**DATA TO PROCESS:**
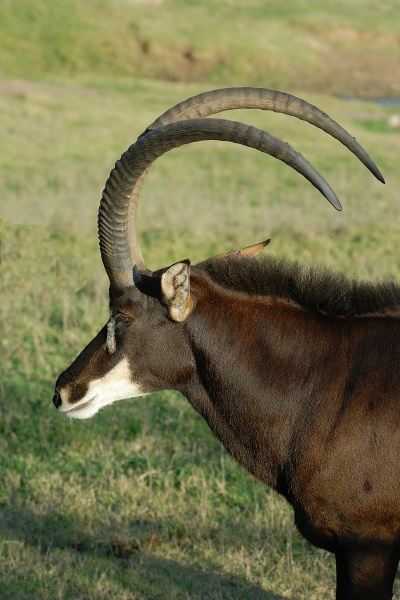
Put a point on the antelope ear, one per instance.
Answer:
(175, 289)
--
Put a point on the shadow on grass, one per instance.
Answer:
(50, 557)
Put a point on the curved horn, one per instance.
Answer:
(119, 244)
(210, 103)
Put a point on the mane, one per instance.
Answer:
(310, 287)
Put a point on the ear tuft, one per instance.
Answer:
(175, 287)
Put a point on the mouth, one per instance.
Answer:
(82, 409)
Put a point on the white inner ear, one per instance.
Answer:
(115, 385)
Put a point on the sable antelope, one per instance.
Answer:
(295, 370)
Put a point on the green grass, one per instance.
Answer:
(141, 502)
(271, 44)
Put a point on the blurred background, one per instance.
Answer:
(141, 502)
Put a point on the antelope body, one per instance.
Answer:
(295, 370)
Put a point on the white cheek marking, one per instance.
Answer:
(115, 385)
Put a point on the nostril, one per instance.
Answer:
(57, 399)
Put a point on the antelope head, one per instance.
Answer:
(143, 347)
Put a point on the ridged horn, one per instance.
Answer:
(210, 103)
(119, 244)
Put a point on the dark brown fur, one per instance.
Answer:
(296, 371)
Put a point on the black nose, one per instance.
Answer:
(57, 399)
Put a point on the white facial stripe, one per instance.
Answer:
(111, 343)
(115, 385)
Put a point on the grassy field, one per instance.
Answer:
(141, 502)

**WHAT YOU NEED TO DO:**
What is the number of lines in the entries above that hold the string "antelope"? Please state that number alone.

**TASK SOLUTION:**
4